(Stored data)
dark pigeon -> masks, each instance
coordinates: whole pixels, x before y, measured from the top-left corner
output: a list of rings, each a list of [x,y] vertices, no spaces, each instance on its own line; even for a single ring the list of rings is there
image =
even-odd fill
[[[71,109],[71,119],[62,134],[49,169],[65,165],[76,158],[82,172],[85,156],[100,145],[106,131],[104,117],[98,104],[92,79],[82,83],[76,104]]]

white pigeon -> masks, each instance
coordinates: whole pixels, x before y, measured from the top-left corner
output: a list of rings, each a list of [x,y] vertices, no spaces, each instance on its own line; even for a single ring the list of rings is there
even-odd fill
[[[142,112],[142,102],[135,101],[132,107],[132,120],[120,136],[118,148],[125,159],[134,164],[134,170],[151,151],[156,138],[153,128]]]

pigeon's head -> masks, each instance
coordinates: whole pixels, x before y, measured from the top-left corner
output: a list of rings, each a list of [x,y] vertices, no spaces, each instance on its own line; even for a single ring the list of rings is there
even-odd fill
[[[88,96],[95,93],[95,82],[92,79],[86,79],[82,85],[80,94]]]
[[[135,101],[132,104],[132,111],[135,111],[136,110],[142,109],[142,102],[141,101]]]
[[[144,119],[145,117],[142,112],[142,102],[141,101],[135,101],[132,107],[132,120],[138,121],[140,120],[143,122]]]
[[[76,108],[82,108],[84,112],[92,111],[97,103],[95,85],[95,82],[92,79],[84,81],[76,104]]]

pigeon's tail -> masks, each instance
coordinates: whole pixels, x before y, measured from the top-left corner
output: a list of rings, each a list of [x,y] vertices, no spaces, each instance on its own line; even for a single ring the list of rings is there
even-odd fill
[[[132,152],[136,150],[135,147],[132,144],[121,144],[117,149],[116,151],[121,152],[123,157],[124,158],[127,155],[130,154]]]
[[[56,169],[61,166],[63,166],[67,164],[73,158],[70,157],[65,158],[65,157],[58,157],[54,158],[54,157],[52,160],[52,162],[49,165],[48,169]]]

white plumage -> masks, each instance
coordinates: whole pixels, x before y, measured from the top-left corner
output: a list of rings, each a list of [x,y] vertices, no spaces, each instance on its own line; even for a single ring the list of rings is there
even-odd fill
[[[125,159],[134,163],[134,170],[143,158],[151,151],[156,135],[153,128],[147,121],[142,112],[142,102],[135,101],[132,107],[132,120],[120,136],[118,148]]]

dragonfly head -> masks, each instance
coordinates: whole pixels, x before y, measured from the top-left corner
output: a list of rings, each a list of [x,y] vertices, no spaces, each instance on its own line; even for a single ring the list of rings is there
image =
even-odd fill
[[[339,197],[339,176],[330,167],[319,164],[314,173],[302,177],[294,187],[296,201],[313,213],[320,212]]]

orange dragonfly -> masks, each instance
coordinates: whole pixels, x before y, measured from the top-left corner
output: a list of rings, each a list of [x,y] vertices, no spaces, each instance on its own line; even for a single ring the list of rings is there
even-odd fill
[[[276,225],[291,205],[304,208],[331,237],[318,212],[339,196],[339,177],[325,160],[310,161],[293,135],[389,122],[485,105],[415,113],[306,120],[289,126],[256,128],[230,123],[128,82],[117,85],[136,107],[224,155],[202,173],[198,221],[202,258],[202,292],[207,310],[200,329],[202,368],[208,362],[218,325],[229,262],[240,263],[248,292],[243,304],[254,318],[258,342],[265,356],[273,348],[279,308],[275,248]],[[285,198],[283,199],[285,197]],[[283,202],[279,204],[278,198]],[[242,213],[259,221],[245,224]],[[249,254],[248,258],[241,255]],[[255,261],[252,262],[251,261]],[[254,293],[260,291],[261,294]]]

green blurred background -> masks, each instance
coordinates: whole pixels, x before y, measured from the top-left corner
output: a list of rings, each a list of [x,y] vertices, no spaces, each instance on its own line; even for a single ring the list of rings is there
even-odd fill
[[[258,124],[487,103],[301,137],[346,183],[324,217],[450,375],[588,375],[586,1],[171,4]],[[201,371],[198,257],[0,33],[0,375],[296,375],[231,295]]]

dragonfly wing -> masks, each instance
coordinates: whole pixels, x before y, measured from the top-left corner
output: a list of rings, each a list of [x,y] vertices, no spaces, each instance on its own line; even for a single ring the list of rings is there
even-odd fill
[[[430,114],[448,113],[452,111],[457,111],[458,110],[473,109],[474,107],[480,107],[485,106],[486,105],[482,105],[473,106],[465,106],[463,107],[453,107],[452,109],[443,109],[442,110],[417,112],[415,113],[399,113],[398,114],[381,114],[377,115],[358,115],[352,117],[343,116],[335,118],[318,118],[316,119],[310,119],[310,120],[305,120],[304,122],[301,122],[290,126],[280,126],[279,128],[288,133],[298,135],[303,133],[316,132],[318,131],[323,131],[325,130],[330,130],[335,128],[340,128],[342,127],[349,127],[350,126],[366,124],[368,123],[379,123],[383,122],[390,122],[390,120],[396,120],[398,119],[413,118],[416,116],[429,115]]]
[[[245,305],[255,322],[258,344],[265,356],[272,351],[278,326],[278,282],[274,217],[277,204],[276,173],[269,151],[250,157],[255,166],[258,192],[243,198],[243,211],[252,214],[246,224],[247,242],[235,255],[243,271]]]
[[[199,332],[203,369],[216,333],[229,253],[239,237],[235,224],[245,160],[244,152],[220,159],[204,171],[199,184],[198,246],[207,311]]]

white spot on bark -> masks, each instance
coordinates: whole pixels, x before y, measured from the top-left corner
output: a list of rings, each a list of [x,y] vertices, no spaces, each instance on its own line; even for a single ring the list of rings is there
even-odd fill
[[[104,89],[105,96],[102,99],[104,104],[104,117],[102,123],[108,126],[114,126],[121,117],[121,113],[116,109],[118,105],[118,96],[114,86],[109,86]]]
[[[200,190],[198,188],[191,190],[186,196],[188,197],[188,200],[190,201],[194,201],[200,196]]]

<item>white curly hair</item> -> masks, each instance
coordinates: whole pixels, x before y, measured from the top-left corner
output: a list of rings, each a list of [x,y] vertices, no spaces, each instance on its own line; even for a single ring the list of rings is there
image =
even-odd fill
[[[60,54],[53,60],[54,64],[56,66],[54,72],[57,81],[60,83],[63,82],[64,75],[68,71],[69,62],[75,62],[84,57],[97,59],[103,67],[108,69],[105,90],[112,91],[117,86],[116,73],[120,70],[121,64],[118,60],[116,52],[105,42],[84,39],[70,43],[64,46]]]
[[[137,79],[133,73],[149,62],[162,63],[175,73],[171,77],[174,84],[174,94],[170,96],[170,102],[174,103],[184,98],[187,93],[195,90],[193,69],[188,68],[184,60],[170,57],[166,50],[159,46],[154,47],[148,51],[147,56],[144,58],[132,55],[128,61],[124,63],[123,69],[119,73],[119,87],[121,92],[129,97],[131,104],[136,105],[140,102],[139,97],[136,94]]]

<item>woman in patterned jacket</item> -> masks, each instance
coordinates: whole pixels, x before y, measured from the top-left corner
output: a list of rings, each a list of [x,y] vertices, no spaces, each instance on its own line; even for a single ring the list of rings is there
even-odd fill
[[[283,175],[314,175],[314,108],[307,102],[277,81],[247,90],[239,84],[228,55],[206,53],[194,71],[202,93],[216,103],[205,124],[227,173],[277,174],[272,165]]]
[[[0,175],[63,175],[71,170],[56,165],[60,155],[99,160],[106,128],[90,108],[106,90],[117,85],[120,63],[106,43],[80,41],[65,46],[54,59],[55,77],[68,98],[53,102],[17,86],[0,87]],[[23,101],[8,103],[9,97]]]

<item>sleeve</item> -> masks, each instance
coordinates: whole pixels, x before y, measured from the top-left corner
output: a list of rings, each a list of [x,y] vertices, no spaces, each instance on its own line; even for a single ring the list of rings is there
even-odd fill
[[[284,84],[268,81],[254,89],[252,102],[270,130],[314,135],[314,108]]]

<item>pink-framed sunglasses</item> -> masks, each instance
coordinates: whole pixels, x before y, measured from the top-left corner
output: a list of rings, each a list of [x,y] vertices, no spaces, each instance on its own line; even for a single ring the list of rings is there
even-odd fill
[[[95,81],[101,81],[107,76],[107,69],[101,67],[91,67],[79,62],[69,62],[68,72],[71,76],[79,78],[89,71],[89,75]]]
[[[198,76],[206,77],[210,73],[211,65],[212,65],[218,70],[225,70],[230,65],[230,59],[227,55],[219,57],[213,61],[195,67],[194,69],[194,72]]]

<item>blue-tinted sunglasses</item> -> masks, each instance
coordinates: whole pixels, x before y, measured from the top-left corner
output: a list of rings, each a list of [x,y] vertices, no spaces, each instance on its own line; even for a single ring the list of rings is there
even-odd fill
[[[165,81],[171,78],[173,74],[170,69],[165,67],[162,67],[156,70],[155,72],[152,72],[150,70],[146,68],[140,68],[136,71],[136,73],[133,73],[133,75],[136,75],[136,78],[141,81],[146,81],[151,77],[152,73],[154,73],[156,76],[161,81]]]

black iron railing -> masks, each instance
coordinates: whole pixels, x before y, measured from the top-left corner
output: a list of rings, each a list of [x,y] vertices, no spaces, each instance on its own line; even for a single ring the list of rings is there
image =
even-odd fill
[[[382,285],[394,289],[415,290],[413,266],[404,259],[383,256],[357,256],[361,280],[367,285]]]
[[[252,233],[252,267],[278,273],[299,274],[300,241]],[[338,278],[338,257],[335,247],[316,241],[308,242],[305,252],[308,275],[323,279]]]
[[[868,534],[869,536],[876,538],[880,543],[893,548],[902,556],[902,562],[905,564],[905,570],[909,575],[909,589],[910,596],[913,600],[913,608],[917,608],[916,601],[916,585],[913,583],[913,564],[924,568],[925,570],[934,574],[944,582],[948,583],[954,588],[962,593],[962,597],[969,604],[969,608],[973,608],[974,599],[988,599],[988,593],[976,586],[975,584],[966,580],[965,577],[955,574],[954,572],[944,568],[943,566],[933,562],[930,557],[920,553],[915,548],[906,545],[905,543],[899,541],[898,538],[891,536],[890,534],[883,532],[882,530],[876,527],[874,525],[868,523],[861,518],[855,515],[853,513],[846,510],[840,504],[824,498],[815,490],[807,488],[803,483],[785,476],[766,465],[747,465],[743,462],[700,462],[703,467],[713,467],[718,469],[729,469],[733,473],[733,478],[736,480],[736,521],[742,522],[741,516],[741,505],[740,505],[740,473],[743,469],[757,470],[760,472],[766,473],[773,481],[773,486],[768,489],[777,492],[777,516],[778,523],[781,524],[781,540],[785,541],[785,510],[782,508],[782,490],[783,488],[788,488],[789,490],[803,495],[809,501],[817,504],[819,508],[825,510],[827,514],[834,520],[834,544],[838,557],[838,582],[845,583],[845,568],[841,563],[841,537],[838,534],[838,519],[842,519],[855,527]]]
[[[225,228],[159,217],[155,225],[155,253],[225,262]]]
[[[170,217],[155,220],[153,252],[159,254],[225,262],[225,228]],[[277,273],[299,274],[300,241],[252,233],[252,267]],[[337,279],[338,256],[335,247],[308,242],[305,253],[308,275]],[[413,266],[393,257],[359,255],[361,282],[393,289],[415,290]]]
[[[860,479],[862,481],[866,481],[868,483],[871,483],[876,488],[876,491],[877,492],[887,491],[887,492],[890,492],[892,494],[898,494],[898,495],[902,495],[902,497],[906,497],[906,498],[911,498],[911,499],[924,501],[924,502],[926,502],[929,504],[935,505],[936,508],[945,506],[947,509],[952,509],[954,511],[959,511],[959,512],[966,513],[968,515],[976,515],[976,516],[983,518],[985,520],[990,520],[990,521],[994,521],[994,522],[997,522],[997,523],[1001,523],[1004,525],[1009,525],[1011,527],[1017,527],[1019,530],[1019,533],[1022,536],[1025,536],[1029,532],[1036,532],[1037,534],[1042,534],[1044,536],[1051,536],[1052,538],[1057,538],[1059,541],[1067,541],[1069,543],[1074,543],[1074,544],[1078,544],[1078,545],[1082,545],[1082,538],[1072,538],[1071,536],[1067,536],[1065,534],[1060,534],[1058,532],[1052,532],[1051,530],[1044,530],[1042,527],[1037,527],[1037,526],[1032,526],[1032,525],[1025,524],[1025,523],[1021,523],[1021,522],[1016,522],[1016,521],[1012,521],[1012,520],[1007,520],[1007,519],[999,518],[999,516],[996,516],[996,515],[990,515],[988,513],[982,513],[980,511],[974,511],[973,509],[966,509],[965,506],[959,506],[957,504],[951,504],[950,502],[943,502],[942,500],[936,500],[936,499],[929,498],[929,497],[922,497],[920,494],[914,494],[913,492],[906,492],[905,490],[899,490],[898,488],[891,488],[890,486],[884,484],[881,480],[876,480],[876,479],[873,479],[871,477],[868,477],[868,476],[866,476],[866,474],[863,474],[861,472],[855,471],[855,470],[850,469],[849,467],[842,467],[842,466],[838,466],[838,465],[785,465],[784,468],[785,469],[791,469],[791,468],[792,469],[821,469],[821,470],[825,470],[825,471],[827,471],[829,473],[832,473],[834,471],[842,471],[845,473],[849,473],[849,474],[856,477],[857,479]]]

# TASK REQUIREMENTS:
List every line of the listing above that contains the word "white".

# RESULT OF THIS TASK:
white pigeon -> masks, each instance
white plumage -> masks, each instance
white spot on bark -> masks, each instance
<item>white curly hair</item> -> masks, each instance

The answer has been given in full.